====== Passage given ======

You know I've never been really sold on Mabe. I was aware that they were owned by GE, but their quality always seem to be sub par. I would get a stove from them, but when it comes to more complicated appliances I rather do a Whirpool, LG, Maytag, or even Samsung (though I try to avoid them as much as possible).

Costco had a similar fridge to the one I purchased, but since Elektra gave me 10% off and free shipping it was hard to say 'no'. Otherwise I would have purchased the refrigerator there.


----------



## WintheWin (Jul 15, 2015)

I've bought some major appliances from my local furniture store.

I bought a Samsung (?) Refrigerator and a GE Mini Split Unit, both green/high efficiency.

The split unit was installed by the contracted workers from the furniture store and are also authorized by the brand warranty to service/repair/replace the unit. 

Initially I had some issues, and everything was resolved through them, without needing to contact GE, I was quite satisfied.


----------



## NCas (Sep 9, 2013)

**Update**

So I purchased a refrigerator from the Elektra website where they offered a good price and free shipping. A day after my payment had gone thru I saw that they would be shipping my refrigerator from Mexico City all the way to Tijuana, estimated time 2-8 business days. The refrigerator arrived a couple of days ago and my father was home to received it. It was one lone kid making large deliveries to homes. My father notice a huge scratch going running across the front of the refrigerator and rightly refused it. 

I got home and told Elektra that the unit was refused due to the damages. From the way my father described it, it looked like something had fallen and hit the refrigerator. I requested a refund but they stated that they could not begin to process the refund until they refrigerator arrived to their designated warehouse (in Tijuana). They said they had to wait for the shipping company to bring it in and weren't sure how long it would take. They even indicated that if it could be a while before the shipper returned the item to their facility and that they could not do anything about it. I pointed out that my refusal to take the unit was even indicated in the delivery companies website, but they still had to wait. 

So my second dealing with Elektra went more or less like the previous time. If it haden't been for the damage this would have been okay. However at the same time I'm not sure why they had to ship the refrigerator out of Mexico City. It is a long way to travel and a lot can go wrong specially if it is consolidated shipping. Elektra stores are pretty common so it is hard to believe a closer one did not have the same make and model. But at least I gained some experience and will know for next time.


----------



## ElPocho (Aug 25, 2017)

Anonimo said:


> We've been very satisfied buying a large fridge and a chest freezer from Costco in Morelia, Mexico.
> 
> 
> IMO, the upper level io Mabe stoves are over designed.


Anonimo, great minds think alike!!!

That is the way I'd go for durability. Chest freezers are the best. Fancy refrigerators will always have parts that are expensive and hard to get serviced in Mexico. IMHO.


----------

======

** Written task 1 **
List every appliance brand named in the forum thread.

====== Input records ======

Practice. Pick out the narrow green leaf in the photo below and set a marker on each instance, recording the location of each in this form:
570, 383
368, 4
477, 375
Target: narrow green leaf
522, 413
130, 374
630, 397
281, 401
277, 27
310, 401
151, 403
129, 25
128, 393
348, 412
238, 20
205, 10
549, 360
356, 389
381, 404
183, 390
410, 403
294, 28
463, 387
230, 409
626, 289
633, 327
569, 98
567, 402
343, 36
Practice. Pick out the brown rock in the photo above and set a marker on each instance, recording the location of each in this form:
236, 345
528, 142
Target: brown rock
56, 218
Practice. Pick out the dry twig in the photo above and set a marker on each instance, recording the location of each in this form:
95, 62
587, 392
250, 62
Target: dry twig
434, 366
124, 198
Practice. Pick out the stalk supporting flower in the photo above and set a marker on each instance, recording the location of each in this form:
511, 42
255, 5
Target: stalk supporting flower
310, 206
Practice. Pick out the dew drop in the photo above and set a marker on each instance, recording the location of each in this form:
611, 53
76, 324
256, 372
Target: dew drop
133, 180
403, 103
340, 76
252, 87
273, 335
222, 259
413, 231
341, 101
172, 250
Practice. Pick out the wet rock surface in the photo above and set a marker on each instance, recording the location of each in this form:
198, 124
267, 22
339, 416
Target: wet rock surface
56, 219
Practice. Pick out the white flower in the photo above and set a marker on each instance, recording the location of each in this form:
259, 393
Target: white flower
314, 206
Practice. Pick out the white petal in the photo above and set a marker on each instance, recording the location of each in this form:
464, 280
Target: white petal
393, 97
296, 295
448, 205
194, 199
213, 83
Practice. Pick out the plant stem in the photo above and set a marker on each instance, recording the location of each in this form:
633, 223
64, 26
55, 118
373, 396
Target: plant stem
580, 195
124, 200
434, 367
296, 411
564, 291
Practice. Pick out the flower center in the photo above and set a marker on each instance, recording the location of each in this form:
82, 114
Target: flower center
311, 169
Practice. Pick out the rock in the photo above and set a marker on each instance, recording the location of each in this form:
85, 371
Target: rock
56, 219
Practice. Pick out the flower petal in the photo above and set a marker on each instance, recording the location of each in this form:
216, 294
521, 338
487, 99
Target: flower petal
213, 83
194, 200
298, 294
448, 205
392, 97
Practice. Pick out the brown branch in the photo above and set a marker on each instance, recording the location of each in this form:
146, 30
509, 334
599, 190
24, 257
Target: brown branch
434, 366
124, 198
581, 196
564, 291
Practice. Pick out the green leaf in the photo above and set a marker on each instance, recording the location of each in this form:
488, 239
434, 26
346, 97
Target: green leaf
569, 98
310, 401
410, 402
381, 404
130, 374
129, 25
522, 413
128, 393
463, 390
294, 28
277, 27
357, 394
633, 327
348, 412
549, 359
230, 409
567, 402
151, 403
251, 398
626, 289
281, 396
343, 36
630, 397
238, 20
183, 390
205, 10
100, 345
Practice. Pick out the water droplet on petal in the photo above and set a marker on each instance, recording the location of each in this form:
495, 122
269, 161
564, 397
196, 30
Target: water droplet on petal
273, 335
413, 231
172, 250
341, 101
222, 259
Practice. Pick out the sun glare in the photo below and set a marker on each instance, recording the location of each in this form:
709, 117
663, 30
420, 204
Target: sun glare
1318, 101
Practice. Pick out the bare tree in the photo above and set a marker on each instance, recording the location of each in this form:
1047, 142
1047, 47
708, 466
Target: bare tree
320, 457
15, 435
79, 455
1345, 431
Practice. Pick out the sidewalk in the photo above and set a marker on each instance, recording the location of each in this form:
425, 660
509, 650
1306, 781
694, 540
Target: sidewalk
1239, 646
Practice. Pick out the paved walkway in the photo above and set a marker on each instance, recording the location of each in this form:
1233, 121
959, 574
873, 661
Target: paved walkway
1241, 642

======

** Written task 2 **
Render the rows from the line holding "Practice. Pick out the paved" through the end of the rows, inclusive, as a Markdown table with the columns Number and Line. Skip any blank lines.

** Task result 1 **
Mabe, GE, Whirpool, LG, Maytag, Samsung

** Task result 2 **
| Number | Line |
|---|---|
| 1 | Practice. Pick out the paved walkway in the photo above and set a marker on each instance, recording the location of each in this form: |
| 2 | 1233, 121 |
| 3 | 959, 574 |
| 4 | 873, 661 |
| 5 | Target: paved walkway |
| 6 | 1241, 642 |